Pull out every line below that contains the string "ship" and copy each one in full. Treat uppercase and lowercase as different, so case counts in the match.

● DATA IN THIS EXERCISE:
<<<<

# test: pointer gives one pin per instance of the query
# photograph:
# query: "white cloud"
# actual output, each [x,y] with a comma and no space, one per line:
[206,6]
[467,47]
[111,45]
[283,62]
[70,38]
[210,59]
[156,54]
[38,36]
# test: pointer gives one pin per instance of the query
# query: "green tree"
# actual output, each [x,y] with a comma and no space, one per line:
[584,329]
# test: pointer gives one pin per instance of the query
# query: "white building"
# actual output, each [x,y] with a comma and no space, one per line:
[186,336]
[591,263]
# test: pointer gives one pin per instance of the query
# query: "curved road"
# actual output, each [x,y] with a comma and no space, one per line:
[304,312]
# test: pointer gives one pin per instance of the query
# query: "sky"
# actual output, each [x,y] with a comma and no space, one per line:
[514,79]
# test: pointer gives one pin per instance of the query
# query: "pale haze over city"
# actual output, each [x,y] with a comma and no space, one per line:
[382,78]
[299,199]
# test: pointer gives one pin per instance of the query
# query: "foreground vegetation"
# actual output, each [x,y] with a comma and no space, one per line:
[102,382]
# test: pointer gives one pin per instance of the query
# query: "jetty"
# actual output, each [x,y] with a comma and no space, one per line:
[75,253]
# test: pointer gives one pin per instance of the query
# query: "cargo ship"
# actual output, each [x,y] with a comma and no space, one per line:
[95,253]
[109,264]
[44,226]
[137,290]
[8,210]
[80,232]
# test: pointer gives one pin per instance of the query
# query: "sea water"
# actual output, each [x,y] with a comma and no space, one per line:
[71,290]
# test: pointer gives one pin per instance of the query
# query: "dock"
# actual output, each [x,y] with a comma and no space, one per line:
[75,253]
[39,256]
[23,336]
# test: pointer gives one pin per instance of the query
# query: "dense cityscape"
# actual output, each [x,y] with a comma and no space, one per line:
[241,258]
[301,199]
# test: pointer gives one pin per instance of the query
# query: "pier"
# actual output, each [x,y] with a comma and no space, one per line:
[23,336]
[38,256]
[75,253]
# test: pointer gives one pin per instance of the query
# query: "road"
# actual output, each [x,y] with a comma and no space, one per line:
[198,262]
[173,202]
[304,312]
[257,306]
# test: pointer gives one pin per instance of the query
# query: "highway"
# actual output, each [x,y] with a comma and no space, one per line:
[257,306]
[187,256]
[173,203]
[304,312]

>>>>
<<<<

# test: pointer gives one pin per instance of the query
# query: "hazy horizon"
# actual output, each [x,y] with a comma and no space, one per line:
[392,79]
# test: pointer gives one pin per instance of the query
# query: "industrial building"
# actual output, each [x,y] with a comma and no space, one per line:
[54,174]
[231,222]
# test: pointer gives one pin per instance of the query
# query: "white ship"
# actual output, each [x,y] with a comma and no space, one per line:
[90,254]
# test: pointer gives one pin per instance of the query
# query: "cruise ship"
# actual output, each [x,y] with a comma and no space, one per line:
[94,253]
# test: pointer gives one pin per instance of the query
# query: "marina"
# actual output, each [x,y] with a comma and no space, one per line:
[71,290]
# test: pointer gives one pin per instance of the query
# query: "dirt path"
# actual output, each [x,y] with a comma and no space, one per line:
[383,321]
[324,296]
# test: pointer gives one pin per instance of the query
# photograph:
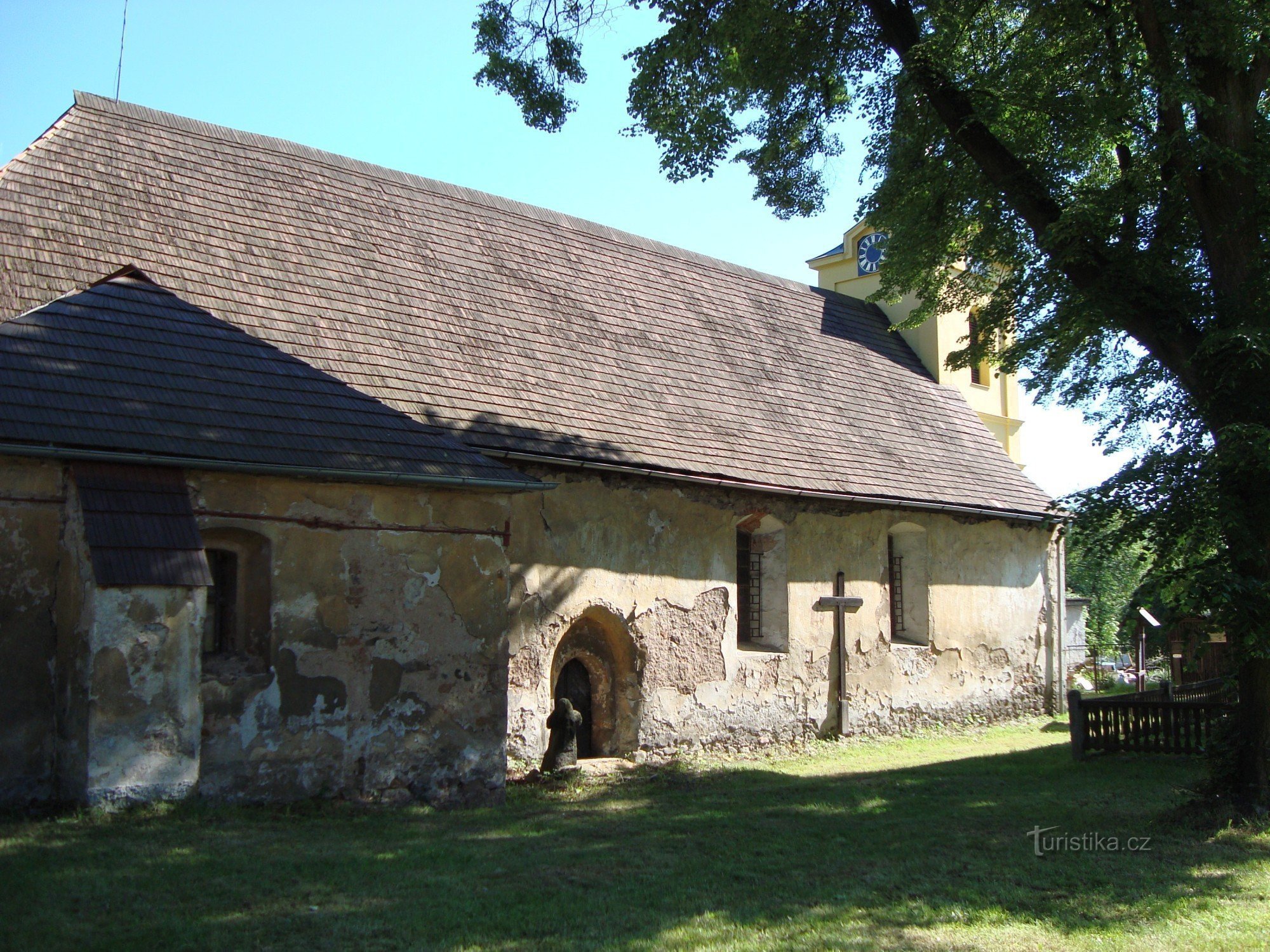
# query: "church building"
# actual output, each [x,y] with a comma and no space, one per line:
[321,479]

>>>>

● SOLUTION FOR THIS TASK:
# query: "cargo ship"
# query: "white ship"
# query: "cruise ship"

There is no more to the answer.